* [TASK PROMPT] Within the listing, each line that has the string "then" should be copied.

* [INPUT RECORDS]
====================
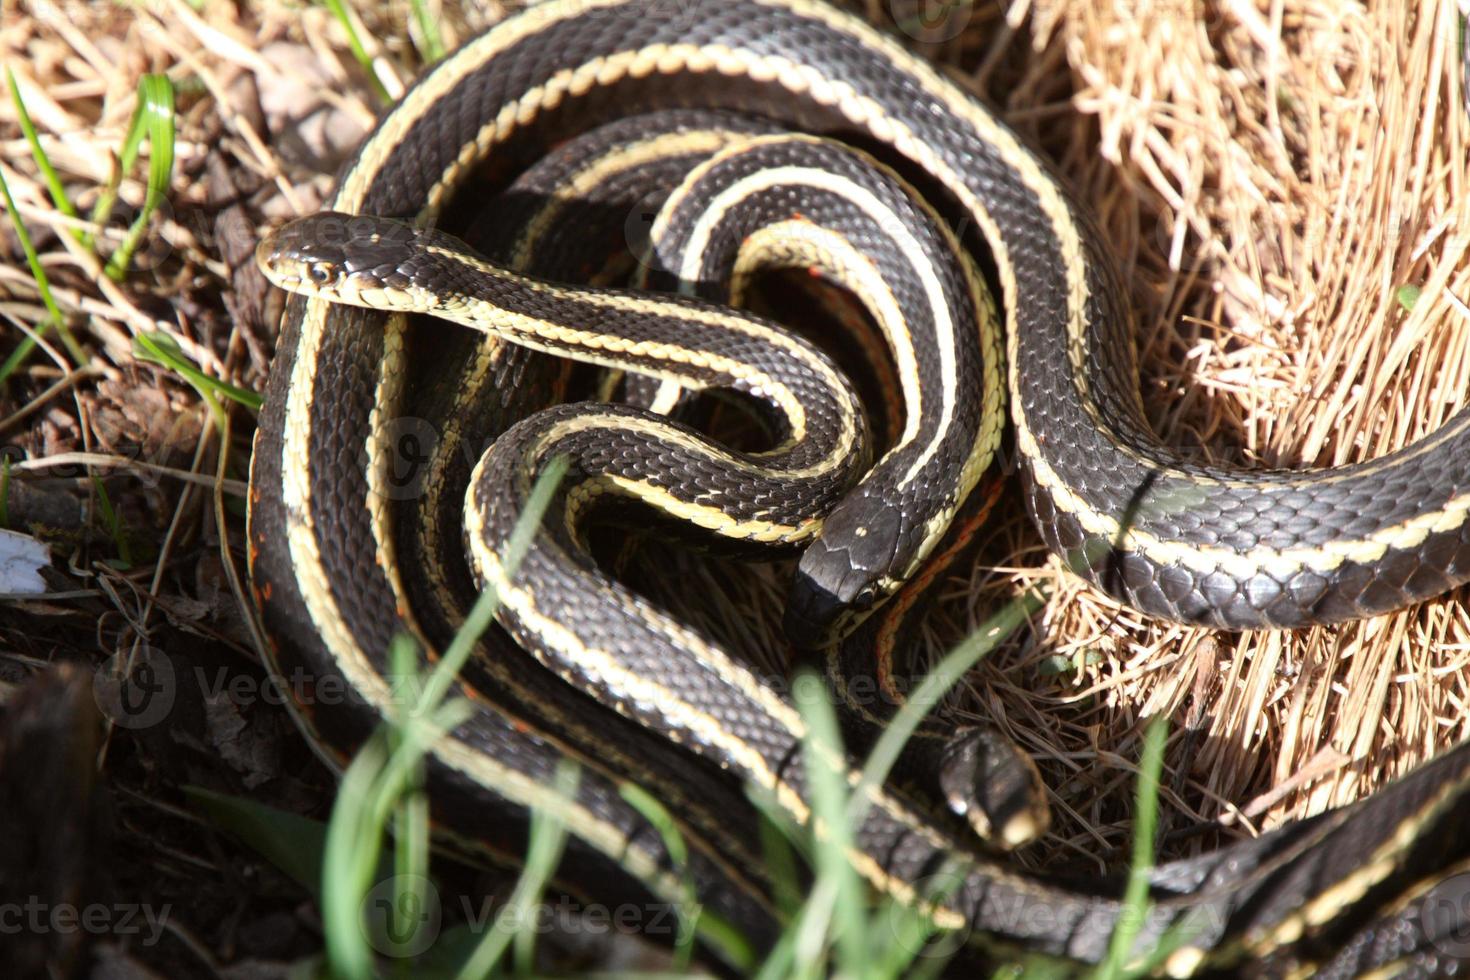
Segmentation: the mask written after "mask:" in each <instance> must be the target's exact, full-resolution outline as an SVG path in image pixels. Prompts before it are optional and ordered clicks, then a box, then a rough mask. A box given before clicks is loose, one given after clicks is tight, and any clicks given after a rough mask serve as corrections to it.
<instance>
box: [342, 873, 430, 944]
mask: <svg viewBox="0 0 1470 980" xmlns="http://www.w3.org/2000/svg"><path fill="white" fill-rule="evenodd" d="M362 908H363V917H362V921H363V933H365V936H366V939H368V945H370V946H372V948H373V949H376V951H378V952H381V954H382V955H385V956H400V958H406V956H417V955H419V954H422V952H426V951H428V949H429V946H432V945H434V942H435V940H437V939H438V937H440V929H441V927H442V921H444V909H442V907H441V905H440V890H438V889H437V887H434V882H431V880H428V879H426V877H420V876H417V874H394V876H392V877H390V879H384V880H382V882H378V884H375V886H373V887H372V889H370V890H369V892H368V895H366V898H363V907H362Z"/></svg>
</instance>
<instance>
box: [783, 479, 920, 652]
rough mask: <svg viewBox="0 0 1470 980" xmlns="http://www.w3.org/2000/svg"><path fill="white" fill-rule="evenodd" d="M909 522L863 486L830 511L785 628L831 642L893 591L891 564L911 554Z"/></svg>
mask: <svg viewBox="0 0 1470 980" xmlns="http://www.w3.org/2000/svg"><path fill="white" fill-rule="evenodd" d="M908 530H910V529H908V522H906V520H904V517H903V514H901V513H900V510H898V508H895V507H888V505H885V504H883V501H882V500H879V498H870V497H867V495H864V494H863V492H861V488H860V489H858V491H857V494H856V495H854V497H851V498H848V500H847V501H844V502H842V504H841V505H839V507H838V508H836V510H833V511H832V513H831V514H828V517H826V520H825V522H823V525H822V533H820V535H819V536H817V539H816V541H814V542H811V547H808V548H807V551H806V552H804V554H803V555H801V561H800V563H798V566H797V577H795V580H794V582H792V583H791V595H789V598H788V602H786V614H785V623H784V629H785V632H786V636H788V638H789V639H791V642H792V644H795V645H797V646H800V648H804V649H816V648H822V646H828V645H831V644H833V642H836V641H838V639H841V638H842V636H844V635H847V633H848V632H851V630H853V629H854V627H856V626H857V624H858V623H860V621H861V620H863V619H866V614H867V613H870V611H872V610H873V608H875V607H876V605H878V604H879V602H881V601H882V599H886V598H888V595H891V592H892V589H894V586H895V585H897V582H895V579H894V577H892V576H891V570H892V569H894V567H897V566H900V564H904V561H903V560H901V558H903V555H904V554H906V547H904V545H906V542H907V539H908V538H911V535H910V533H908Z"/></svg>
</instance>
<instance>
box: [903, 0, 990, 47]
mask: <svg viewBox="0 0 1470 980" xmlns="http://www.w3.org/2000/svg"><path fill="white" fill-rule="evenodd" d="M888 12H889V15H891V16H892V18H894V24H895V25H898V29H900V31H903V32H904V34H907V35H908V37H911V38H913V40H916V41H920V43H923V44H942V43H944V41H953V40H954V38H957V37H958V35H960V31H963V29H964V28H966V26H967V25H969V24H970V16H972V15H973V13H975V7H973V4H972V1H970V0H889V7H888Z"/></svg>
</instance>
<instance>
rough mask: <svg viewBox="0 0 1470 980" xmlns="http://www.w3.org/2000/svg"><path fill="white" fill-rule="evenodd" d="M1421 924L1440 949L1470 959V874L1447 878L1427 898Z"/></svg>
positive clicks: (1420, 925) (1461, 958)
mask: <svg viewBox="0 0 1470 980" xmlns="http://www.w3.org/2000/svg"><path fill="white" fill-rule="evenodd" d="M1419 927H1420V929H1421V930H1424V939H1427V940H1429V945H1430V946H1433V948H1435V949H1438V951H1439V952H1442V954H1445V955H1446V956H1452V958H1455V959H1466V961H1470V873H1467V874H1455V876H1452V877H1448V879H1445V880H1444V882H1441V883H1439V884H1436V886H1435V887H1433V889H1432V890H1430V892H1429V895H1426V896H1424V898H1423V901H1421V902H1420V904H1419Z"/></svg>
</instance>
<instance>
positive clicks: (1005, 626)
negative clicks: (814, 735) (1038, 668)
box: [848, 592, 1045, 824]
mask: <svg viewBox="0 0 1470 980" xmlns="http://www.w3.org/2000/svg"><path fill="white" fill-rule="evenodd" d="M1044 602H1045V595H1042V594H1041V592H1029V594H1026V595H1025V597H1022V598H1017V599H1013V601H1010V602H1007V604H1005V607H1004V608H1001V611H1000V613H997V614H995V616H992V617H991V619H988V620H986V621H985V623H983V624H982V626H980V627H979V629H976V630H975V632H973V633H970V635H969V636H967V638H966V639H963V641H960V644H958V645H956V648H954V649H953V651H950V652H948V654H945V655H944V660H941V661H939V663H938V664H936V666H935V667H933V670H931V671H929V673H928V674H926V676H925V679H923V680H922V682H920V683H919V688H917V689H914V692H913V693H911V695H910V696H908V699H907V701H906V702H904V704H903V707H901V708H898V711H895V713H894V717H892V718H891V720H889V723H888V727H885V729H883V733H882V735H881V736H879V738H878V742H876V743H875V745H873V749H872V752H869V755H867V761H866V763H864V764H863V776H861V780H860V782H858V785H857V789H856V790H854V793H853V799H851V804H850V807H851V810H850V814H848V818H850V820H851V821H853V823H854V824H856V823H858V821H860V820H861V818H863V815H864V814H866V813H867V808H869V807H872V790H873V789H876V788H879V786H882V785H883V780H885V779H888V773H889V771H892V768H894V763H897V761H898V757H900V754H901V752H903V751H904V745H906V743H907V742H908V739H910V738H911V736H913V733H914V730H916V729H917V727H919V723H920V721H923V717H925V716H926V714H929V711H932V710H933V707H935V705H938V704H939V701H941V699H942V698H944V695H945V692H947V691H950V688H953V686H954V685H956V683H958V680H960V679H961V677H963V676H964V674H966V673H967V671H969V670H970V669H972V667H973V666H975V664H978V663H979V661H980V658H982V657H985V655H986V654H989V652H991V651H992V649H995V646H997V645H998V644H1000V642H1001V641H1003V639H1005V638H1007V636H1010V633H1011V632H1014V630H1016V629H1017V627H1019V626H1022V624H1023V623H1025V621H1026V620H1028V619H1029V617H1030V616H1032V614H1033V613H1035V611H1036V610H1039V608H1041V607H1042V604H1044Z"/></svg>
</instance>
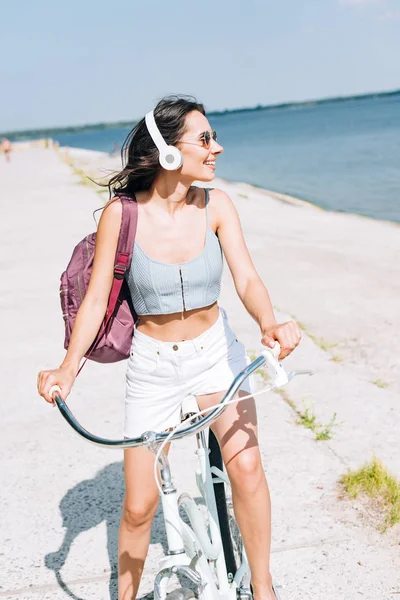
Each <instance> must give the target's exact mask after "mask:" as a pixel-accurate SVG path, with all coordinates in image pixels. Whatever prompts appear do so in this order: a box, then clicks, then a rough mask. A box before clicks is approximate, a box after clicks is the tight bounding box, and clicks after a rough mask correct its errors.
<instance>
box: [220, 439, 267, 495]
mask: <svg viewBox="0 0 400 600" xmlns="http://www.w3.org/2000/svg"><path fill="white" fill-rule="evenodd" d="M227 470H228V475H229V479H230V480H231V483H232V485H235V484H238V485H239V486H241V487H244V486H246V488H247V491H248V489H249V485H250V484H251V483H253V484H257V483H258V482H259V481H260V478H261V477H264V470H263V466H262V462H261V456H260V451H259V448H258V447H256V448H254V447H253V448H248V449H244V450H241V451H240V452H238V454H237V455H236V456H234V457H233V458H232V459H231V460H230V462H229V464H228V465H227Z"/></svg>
====================
* [ANSWER SECTION]
Segmentation: the mask written after "mask:" in each <instance> must be the target's exact, full-resolution outline as an SVG path in image pixels. Prompts before it are optional and ordered clicks, then a box, then a rough mask. A box given before clicks is loose, one given after clicks is tight, and any clicks given after a rough mask serve as corrections to it.
Each <instance> must give the target's exact mask after "mask:" as a pixel-accurate SVG path, with all coordinates in image pixels. Whatever prompts appear do so in this order: a box, then clicks, then a rough mask. A box before clicks is approximate, a box after clicks is the tight bounding box, and clicks after a rough mask correct its errors.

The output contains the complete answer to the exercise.